> [Exercise brief]: Identify every line in the records below that contains the word "slope", and reproduce each one.

Stored data entries:
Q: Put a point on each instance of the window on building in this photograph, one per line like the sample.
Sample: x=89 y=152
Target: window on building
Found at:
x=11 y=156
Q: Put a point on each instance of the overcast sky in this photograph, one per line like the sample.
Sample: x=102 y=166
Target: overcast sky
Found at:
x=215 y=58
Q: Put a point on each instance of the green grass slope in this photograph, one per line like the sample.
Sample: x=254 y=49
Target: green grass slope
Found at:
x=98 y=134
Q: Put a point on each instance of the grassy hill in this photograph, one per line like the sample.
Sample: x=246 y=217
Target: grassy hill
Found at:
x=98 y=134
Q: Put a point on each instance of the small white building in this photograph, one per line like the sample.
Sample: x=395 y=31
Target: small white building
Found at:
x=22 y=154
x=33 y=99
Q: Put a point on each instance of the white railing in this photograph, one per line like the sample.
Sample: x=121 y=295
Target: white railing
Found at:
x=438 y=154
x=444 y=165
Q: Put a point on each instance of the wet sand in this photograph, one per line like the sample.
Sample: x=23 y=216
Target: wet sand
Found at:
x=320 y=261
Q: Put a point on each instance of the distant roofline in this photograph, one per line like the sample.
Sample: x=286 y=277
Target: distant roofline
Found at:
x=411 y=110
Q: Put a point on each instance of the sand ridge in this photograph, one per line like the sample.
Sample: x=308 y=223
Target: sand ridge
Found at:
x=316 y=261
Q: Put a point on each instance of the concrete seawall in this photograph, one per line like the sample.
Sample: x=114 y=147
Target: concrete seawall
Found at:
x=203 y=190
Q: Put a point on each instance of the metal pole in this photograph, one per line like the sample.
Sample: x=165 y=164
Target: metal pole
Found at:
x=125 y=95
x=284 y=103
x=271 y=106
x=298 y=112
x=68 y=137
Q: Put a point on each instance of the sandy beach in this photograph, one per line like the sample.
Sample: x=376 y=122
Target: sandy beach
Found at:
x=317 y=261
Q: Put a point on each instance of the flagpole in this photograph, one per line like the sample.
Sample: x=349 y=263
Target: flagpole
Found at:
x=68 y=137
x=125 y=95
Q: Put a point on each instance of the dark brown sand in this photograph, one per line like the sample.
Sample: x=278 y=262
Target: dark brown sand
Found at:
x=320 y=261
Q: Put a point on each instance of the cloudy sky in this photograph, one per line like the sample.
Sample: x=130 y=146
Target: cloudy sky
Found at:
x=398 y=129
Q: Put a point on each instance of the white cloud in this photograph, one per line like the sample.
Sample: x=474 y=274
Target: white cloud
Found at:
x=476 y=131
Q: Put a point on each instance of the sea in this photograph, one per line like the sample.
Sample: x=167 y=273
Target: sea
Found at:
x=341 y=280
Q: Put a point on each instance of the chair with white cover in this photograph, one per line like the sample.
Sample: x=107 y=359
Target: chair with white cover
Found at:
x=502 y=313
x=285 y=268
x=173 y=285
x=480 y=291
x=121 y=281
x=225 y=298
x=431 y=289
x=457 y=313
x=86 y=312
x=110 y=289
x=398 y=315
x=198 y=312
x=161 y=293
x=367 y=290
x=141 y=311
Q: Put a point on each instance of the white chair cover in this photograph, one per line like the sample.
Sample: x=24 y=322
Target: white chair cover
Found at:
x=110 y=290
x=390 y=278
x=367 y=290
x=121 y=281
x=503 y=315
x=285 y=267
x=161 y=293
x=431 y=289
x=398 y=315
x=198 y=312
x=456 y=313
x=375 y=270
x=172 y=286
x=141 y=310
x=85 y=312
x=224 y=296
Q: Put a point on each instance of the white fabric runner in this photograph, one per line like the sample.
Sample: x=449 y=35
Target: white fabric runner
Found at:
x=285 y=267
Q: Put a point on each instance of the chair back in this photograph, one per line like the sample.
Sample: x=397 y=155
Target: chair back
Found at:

* * *

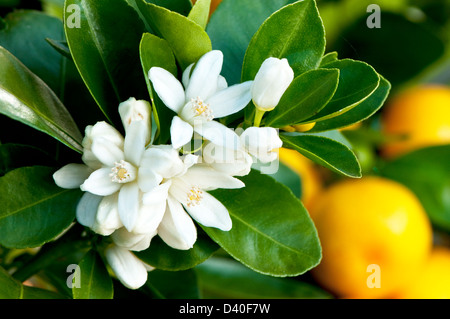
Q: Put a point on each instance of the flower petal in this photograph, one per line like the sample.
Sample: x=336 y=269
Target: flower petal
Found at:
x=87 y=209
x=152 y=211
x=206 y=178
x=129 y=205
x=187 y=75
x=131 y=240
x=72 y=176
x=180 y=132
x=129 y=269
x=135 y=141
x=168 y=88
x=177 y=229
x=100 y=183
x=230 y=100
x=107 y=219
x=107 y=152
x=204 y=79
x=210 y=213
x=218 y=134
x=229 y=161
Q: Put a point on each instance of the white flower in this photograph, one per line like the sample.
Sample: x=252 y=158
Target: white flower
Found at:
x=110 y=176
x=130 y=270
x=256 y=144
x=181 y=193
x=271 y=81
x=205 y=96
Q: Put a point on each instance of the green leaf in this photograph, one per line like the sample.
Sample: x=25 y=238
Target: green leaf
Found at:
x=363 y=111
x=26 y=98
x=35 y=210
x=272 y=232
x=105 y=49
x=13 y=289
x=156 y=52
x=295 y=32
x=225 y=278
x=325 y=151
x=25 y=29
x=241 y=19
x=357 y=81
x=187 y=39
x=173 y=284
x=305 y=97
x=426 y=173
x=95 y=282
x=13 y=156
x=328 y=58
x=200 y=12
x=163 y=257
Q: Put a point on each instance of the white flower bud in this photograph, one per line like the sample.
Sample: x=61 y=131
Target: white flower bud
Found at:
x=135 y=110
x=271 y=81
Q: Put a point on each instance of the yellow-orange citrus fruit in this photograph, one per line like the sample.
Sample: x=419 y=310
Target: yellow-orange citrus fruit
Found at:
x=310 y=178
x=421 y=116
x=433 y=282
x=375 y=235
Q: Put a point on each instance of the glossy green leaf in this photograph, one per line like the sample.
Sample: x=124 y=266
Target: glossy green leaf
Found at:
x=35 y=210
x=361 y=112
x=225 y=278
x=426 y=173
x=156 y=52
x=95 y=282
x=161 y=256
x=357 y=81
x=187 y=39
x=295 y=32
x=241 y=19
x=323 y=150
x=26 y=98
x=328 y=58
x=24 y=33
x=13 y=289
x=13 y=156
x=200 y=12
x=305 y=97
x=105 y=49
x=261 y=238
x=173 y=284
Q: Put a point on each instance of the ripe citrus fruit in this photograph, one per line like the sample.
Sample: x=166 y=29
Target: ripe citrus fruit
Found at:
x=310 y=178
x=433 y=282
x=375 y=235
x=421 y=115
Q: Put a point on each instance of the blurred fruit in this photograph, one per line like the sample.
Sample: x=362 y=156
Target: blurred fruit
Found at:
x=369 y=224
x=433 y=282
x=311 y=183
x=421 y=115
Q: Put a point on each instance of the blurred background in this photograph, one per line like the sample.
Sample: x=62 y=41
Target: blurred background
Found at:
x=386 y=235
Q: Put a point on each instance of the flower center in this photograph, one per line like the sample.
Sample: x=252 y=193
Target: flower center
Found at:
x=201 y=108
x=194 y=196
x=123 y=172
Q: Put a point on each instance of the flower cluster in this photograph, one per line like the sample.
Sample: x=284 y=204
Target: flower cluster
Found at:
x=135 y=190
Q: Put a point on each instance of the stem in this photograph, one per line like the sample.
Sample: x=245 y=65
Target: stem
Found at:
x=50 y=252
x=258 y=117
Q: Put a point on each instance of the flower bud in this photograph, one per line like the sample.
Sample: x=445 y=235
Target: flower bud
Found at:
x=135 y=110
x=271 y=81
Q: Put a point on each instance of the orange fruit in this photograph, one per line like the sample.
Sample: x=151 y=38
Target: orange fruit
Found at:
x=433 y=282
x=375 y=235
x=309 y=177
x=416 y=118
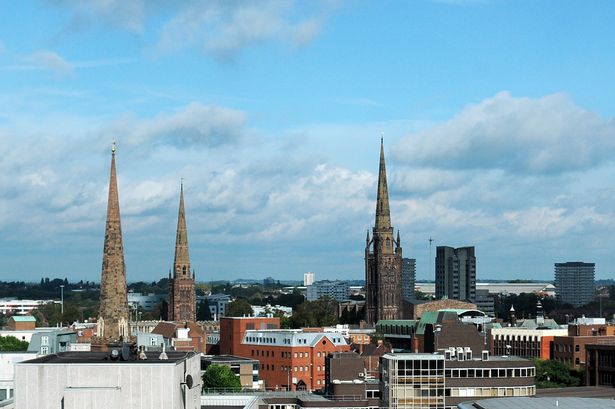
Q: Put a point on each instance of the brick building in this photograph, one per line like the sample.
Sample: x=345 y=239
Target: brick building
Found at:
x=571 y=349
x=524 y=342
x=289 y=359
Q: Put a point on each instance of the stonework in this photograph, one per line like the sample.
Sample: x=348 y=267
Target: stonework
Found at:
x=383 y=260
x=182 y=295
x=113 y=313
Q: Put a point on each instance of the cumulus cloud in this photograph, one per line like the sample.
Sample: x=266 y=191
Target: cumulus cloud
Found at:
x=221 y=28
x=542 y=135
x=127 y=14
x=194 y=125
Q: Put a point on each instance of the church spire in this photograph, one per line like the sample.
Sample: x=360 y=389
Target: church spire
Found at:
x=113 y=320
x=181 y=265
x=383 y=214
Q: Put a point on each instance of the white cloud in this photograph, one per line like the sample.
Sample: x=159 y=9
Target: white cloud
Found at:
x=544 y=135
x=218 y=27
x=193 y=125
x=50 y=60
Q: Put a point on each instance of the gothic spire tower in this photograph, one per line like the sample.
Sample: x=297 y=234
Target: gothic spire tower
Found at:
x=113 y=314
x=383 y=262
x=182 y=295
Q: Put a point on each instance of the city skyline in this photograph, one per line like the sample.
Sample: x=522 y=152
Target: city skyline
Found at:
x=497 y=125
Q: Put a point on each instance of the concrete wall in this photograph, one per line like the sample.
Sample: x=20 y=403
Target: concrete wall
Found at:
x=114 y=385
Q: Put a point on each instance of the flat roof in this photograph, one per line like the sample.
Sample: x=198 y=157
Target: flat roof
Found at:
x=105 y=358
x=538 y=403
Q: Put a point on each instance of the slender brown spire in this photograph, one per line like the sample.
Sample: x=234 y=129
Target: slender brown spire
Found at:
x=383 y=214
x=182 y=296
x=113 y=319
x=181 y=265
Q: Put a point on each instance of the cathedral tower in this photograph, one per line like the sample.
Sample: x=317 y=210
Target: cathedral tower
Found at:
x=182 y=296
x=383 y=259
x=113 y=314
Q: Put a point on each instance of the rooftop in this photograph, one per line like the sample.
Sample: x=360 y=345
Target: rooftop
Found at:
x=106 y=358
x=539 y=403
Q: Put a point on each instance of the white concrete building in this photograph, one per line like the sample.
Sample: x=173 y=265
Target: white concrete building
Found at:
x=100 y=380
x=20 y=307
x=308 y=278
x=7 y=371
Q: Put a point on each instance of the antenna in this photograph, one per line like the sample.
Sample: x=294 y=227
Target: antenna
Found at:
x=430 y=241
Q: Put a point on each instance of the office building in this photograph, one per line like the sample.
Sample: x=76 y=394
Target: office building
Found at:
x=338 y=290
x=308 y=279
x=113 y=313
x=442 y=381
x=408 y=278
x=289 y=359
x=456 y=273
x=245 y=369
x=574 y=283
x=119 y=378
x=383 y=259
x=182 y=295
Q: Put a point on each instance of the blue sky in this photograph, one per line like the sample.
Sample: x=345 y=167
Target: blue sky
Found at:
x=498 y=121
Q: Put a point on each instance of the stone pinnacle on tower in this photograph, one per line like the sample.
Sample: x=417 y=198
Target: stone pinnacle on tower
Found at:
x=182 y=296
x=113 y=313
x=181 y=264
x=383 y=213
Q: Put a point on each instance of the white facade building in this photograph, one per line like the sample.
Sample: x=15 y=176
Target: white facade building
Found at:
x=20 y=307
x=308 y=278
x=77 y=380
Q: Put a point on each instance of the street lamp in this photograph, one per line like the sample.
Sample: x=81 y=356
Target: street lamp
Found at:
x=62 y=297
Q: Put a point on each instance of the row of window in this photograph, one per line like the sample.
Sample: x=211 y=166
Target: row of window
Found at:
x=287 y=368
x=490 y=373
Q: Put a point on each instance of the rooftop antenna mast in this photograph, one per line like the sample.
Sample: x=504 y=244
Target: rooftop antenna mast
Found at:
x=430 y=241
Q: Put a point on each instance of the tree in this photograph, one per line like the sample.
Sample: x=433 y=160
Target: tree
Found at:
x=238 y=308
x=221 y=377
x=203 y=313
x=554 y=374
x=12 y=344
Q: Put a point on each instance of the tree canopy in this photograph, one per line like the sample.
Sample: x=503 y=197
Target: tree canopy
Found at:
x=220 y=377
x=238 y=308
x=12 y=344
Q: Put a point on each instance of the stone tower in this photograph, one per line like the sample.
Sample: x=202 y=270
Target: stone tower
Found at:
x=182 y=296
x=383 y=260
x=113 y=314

> [Task solution]:
Q: Put a point on each instance of the green grass slope in this photograph, one per line like the sample.
Target: green grass slope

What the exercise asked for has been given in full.